* **Your objective**
Copy the entries out again in full.

* **Given data**
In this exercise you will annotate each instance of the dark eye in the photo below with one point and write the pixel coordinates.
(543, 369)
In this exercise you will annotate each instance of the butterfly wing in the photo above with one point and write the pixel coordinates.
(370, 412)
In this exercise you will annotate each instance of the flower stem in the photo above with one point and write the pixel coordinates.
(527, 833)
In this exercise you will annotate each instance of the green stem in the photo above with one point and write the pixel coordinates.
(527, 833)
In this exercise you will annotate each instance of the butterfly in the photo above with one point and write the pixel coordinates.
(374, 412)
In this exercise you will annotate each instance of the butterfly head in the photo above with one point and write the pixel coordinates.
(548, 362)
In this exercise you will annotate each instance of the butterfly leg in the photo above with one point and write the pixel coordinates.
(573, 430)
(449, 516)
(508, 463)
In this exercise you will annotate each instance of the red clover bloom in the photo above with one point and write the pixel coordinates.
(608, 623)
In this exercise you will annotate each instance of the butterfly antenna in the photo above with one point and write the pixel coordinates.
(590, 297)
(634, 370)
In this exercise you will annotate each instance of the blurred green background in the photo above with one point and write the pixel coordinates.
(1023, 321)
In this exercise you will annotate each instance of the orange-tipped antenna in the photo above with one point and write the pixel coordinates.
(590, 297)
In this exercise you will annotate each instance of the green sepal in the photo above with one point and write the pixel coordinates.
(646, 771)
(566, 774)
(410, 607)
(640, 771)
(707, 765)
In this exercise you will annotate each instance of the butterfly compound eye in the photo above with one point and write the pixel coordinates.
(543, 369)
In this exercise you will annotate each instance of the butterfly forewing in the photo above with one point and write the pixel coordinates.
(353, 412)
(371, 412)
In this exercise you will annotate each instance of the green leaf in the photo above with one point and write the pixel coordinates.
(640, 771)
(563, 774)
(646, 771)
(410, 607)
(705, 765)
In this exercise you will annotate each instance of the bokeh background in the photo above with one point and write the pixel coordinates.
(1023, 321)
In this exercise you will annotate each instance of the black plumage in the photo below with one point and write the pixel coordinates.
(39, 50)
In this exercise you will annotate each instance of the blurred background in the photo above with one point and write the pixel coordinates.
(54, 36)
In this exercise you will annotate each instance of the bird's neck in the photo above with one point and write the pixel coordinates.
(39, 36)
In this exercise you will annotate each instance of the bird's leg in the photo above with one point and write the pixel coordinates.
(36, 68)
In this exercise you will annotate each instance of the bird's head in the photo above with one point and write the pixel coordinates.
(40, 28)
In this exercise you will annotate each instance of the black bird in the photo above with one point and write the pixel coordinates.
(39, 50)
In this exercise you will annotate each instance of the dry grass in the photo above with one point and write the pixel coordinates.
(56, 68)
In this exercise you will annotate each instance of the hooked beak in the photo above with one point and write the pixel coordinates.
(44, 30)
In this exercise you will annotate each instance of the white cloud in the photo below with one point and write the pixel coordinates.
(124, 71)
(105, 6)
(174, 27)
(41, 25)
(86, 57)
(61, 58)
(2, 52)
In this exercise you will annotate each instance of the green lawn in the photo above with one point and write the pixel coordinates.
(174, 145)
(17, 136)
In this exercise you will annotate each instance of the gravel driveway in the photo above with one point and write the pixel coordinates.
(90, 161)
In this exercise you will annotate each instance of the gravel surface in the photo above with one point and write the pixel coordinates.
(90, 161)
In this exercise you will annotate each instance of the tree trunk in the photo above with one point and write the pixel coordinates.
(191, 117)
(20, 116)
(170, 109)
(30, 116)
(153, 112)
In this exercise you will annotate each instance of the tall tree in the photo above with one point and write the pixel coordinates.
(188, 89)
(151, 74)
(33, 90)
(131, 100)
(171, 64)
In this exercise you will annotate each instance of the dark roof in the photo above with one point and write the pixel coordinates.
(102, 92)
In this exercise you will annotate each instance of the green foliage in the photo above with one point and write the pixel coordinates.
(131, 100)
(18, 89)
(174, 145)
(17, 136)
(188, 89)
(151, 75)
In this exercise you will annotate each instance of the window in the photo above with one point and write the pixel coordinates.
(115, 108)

* **Exercise result**
In this exercise you will annotate each instance of the dark eye in the photo below with one point and write the pixel coordinates.
(543, 369)
In this exercise you will annotate each instance of the butterfly wing in the photo above with one point and write the pixel coordinates.
(370, 412)
In this exercise you will annotate each instance of the flower stem in the photo above with one point and write the pixel coordinates.
(527, 833)
In this exercise you will annotate each instance of the green stem in the photo above with one point and write the pixel coordinates.
(527, 833)
In this exercise you will annotate each instance of the butterfly in the photo above with one point and write the pixel coordinates.
(374, 412)
In this exercise you will annotate each instance of the butterfly head in the photo above with one point and write the pixel coordinates.
(548, 362)
In this exercise you will annotate each instance of the butterfly leg in the photo above with one point and write the pixel coordinates.
(573, 430)
(449, 516)
(508, 463)
In this exercise you will annotate each instance of the red clover bloom in the photo above with one point and write the pixel coordinates.
(608, 623)
In this exercise you will annotate each instance of the butterfly antenna in the photo above with one point and write the pixel coordinates.
(590, 297)
(634, 370)
In this exercise you will annotate each instance of the blurred green background in the photo above with one point and write the pixel coordinates.
(1023, 321)
In this exercise you will annotate each instance of the orange-tipped antenna in the photo above with one point and write the pixel coordinates.
(590, 297)
In this exercise you will annotate each instance of the green sepal in the photo above with one point and write the pixel coordinates.
(646, 771)
(566, 774)
(410, 607)
(640, 771)
(707, 765)
In this exercise you will annotate each instance of the butterfly compound eye in the photo above with one point and write the pixel coordinates.
(543, 369)
In this exercise you will annotate each instance of the butterfly forewing in the photo above with one point and write the pixel coordinates.
(353, 412)
(371, 412)
In this exercise you will annotate each instance of the green leaf in the photo above with one point and write the pixel coordinates.
(640, 771)
(563, 774)
(646, 771)
(410, 607)
(705, 765)
In this exercise you will annotate each instance of the bokeh background in the photo above with one point and write the pixel coordinates.
(1023, 321)
In this exercise you will annotate each instance of the black plumage in the photo below with one point and write the pixel coordinates.
(39, 50)
In this exercise you will annotate each instance of the blurred background in the photo above with one point and write the pixel coordinates.
(54, 36)
In this exercise you will annotate each instance of the bird's neck in the photo above with one point and write the pixel coordinates.
(39, 36)
In this exercise you will annotate each instance of the bird's leg in the photo above with one point and write the pixel coordinates.
(36, 68)
In this exercise you will annotate each instance of the bird's head in the photo above with one point and write the pixel coordinates.
(40, 28)
In this exercise you will annotate each instance of the black bird in the photo above with one point and write the pixel coordinates.
(39, 50)
In this exercise you will annotate each instance of the dry grass in the photo above with one point and write the pixel coordinates.
(56, 68)
In this exercise you will annotate each instance of the hooked beak in the photo above with one point and write the pixel coordinates.
(44, 30)
In this exercise you will annotate each instance of the white cloud in the photo below with one point and write the pixel coordinates.
(124, 71)
(105, 6)
(174, 27)
(41, 25)
(86, 57)
(61, 58)
(2, 52)
In this exercise you will annotate each instance of the green lawn in the photo above with one point and write the pixel coordinates.
(174, 145)
(17, 136)
In this exercise you will annotate each instance of the gravel driveway in the photo above with one point and write the pixel coordinates.
(90, 161)
In this exercise you will annotate each instance of the gravel surface in the photo above with one point and write the pixel coordinates.
(90, 161)
In this exercise you will annotate each instance of the tree trunk in the photo above with one point and write the pixel coordinates.
(191, 117)
(20, 116)
(170, 109)
(30, 116)
(153, 112)
In this exercise you will annotate each instance of the tall tree in the photo above with one point and write the pixel coordinates.
(188, 89)
(151, 74)
(33, 90)
(131, 100)
(171, 64)
In this exercise you will annotate each instance of the dark roof in the photo above with one point and write the pixel coordinates.
(102, 92)
In this exercise you will annotate each instance of the green foliage in the photo above with one point and write the pixel coordinates.
(131, 100)
(18, 89)
(174, 145)
(17, 136)
(188, 89)
(151, 75)
In this exercise you will annotate each instance of the window in the photo above with one point and write the pixel coordinates.
(115, 108)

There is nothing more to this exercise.